▸ Dataset excerpts
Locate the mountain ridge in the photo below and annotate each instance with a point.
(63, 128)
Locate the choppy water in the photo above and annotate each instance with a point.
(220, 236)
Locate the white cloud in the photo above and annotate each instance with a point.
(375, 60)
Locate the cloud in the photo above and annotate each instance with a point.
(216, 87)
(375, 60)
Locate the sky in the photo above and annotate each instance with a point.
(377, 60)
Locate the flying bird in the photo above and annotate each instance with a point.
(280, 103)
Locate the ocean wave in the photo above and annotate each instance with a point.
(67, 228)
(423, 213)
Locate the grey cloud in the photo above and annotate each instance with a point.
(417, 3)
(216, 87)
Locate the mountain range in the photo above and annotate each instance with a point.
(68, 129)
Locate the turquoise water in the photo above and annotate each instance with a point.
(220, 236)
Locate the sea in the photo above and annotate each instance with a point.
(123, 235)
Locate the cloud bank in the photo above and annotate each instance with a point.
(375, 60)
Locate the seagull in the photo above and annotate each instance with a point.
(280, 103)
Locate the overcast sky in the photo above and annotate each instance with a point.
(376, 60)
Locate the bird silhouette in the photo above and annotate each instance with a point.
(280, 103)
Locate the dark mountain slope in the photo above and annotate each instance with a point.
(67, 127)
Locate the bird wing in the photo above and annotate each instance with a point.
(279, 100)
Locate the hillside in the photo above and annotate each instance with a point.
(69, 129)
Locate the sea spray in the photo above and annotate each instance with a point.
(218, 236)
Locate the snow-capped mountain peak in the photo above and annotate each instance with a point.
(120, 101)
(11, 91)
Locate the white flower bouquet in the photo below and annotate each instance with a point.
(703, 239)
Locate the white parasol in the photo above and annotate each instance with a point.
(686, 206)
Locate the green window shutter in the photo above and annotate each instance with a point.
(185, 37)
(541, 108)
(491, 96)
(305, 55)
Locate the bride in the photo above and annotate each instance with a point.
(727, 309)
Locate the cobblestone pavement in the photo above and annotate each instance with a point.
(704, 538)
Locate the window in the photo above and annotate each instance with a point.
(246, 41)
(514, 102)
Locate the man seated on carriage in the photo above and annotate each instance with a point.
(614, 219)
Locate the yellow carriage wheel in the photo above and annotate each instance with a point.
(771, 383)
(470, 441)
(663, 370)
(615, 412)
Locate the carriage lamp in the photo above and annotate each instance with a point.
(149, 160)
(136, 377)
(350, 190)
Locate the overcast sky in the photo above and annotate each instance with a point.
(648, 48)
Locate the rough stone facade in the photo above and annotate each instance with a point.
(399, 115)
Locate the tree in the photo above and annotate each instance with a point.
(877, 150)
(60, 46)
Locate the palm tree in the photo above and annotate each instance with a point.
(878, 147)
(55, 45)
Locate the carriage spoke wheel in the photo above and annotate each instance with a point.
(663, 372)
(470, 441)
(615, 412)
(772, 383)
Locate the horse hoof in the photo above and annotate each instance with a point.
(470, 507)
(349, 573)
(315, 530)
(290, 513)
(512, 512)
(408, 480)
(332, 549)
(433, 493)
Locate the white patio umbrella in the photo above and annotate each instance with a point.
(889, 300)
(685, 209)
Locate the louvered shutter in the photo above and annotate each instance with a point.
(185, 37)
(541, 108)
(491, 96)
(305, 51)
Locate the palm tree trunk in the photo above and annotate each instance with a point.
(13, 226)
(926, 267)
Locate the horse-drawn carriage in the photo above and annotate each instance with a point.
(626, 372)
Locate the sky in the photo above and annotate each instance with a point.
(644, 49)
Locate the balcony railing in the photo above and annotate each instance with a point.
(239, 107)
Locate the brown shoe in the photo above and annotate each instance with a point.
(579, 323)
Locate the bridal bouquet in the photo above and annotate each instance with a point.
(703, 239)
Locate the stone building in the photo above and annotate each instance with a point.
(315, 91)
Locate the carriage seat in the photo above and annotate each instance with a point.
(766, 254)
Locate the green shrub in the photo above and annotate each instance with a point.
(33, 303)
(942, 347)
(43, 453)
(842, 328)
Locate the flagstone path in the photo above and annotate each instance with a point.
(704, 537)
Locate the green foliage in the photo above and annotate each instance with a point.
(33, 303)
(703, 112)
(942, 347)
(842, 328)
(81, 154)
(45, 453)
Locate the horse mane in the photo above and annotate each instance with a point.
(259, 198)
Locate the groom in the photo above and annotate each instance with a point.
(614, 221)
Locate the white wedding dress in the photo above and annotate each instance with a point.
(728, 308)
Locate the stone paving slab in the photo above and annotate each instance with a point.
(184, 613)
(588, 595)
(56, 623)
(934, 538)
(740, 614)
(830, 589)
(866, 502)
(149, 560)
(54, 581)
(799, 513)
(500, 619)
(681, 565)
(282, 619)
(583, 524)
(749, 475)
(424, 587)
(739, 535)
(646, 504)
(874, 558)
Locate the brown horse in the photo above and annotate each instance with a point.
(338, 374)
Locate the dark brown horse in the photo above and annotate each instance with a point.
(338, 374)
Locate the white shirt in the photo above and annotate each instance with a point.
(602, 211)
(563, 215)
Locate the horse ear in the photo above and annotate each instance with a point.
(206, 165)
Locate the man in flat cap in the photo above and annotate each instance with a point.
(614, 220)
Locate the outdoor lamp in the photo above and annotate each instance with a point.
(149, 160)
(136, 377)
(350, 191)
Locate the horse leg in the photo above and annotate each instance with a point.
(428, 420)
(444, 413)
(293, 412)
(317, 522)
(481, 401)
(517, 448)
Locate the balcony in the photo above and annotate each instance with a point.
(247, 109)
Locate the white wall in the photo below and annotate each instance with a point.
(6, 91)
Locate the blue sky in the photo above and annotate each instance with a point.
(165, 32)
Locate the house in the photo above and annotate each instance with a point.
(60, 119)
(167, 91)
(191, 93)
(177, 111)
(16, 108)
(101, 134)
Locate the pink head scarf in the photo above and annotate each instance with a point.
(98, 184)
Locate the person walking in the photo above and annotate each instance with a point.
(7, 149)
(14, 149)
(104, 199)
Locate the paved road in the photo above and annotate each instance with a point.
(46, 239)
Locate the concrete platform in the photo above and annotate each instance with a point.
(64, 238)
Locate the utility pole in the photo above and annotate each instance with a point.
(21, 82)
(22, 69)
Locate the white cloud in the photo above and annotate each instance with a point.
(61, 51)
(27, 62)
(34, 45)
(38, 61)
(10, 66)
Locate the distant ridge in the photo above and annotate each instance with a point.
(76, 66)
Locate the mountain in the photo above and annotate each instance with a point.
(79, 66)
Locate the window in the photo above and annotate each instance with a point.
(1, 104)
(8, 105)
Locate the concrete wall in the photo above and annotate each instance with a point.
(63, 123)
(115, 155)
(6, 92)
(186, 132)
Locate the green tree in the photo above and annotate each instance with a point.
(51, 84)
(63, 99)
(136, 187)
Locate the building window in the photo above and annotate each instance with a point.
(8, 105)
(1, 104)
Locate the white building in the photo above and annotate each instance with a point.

▸ Exercise objective
All of the entries above must be quoted exactly.

▸ The answer
Locate the mountain ridge in the photo below and annotate each instance with a point.
(63, 128)
Locate the choppy water in the photo above and annotate each instance with a point.
(220, 236)
Locate the white cloud in the photo above and annotate each instance with a point.
(375, 60)
Locate the cloud in the photo above and annotate each instance with a point.
(216, 87)
(375, 60)
Locate the sky in the photo above and annotate each instance with a point.
(377, 60)
Locate the flying bird in the photo above and annotate each instance with a point.
(280, 103)
Locate the ocean wave in the photo above and annotate each instance with a point.
(67, 228)
(423, 213)
Locate the grey cloud in the photo above and annotate each instance with a point.
(417, 3)
(216, 87)
Locate the mountain range in the photo above and annotate each instance with a point.
(68, 129)
Locate the turquoise water in the photo above and annotate each instance with a point.
(220, 236)
Locate the sea in the photo above and annotate each instance with a point.
(123, 235)
Locate the cloud bank in the photo above and annotate each instance with a point.
(375, 60)
Locate the seagull in the photo above and annotate each instance with a point.
(280, 103)
Locate the overcast sky in the photo above and annotate each instance with a point.
(376, 60)
Locate the bird silhouette in the photo above and annotate each instance with a point.
(280, 103)
Locate the dark mountain slope in the photo above and annotate each instance with a point.
(67, 127)
Locate the bird wing in the photo above and annotate each instance with a point.
(279, 100)
Locate the hillside in the photo above and annotate each instance with a point.
(69, 129)
Locate the sea spray in the photo above and annotate each instance with a point.
(218, 236)
Locate the snow-capped mountain peak in the photo above and annotate each instance with a point.
(120, 101)
(11, 91)
Locate the white flower bouquet in the photo below and annotate each instance with a point.
(703, 239)
Locate the white parasol in the photo above and annotate each instance with a point.
(686, 206)
Locate the green window shutter in the photo above and annotate each instance with a point.
(185, 37)
(541, 108)
(491, 96)
(305, 55)
Locate the bride in the photo above and annotate each instance with a point.
(727, 309)
Locate the cobblestone pavement in the photo above and annotate each instance with a point.
(704, 538)
Locate the window in the photo above and annotate each instance with a point.
(246, 41)
(514, 102)
Locate the man seated on carriage in the photo above and annotate each instance with a point.
(614, 219)
Locate the yellow carriage wheel in the photo above and annotate each instance with a point.
(771, 383)
(470, 441)
(663, 370)
(615, 412)
Locate the carriage lamp in the photo above and annotate each instance with a point.
(149, 160)
(136, 377)
(350, 190)
Locate the overcast sky in the photo above and annotate each instance with a point.
(648, 48)
Locate the rough stone facade in the photo above and annotate each instance with a point.
(399, 115)
Locate the tree in the photo above and annotate each instance with a point.
(877, 150)
(60, 46)
Locate the palm tree in the photo above and annotate each instance with a point.
(878, 147)
(55, 45)
Locate the carriage spoke wheel in the photo above and annotate each instance with a point.
(663, 372)
(470, 441)
(615, 412)
(772, 383)
Locate the horse hoof in the photo above and annotate each instance with a point.
(470, 507)
(349, 573)
(315, 530)
(290, 513)
(512, 512)
(408, 480)
(332, 549)
(433, 493)
Locate the white patio umbrella in the photo above and annotate each instance with a point.
(889, 300)
(685, 209)
Locate the louvered shutter in the photo above and annotate each instance with a point.
(185, 37)
(541, 108)
(491, 96)
(305, 51)
Locate the palm tree trunk in the photo above and annotate each instance with a point.
(13, 226)
(926, 267)
Locate the horse-drawn carriage in the photo above and annotate each instance with a point.
(626, 372)
Locate the sky in the photo above and annotate each instance with a point.
(644, 49)
Locate the balcony railing in the photo above and annotate each instance with a point.
(239, 107)
Locate the brown shoe in the photo above and annotate each instance with a point.
(579, 323)
Locate the bridal bouquet in the photo above and annotate each instance with a point.
(703, 239)
Locate the stone building in the photo above and annotate each instance with a point.
(315, 91)
Locate the carriage seat in the photo above and annotate each instance with a point.
(766, 254)
Locate the green shrub in the photo above and annotate each instance with a point.
(33, 303)
(942, 347)
(43, 453)
(842, 328)
Locate the flagstone path in the photo above and annotate each instance with a point.
(704, 537)
Locate the green foliage in the photo above and annotate each instance with a point.
(33, 303)
(703, 112)
(942, 347)
(842, 328)
(81, 154)
(45, 453)
Locate the horse mane in the photo above and annotate each instance with a point.
(259, 198)
Locate the groom in the photo above and annotate each instance with a point.
(614, 221)
Locate the white wedding dress in the photo above and annotate each instance with a point.
(728, 308)
Locate the stone paving slab in the photo above and annotate each instance with a point.
(184, 613)
(588, 595)
(56, 623)
(934, 538)
(740, 614)
(830, 589)
(866, 502)
(149, 560)
(54, 581)
(799, 513)
(500, 619)
(681, 565)
(282, 619)
(583, 524)
(749, 475)
(424, 587)
(739, 535)
(646, 504)
(874, 558)
Locate the brown horse in the photo above and annotate each instance with a point.
(338, 374)
Locate the dark brown horse in the photo above and annotate each instance with a point.
(338, 374)
Locate the white shirt in the photo above and annotate each instance with a point.
(602, 211)
(563, 215)
Locate the horse ear in the photo above and annotate each instance with a point.
(206, 165)
Locate the man in flat cap in the photo above and annotate each instance with a point.
(614, 220)
Locate the outdoor lamp in the photo above and annotate each instance with a point.
(149, 160)
(136, 377)
(350, 191)
Locate the horse leg in the photo above and annotate each instance with a point.
(428, 420)
(444, 413)
(293, 412)
(317, 522)
(481, 401)
(517, 448)
Locate the balcony in the photo above and annotate each instance with a point.
(247, 109)
Locate the white wall in the photo below and annotate each instance with a point.
(6, 91)
Locate the blue sky in the photo above and annotate each instance with a point.
(165, 32)
Locate the house in the photo above and annotate each instance with a point.
(60, 119)
(167, 91)
(191, 93)
(177, 111)
(16, 108)
(101, 134)
Locate the pink head scarf in the photo above and annotate each instance with a point.
(98, 184)
Locate the person walking in the photo above and annotate each instance with a point.
(7, 149)
(14, 149)
(104, 199)
Locate the paved road in the photo above and annotate each instance with a point.
(46, 239)
Locate the concrete platform in the photo above and annotate each instance with a point.
(64, 238)
Locate the utility pole in the photo above and annotate each instance with a point.
(21, 82)
(22, 69)
Locate the white cloud in the photo above and annotate each instance with a point.
(61, 51)
(27, 62)
(34, 45)
(38, 61)
(10, 66)
Locate the distant ridge in the photo above and annotate each instance with a point.
(76, 66)
Locate the mountain in the photo above and annotate each instance with a point.
(79, 66)
Locate the window in the photo above and annotate each instance with a point.
(1, 104)
(8, 105)
Locate the concrete wall in the photo above and annotate each instance with a point.
(63, 123)
(115, 155)
(6, 92)
(186, 132)
Locate the green tree in the photo above and annotate each instance with a point.
(51, 84)
(63, 99)
(136, 187)
Locate the building window in the photo above and annotate each instance with a point.
(8, 105)
(1, 104)
Locate the white building in the photo above and annotate each instance with a point.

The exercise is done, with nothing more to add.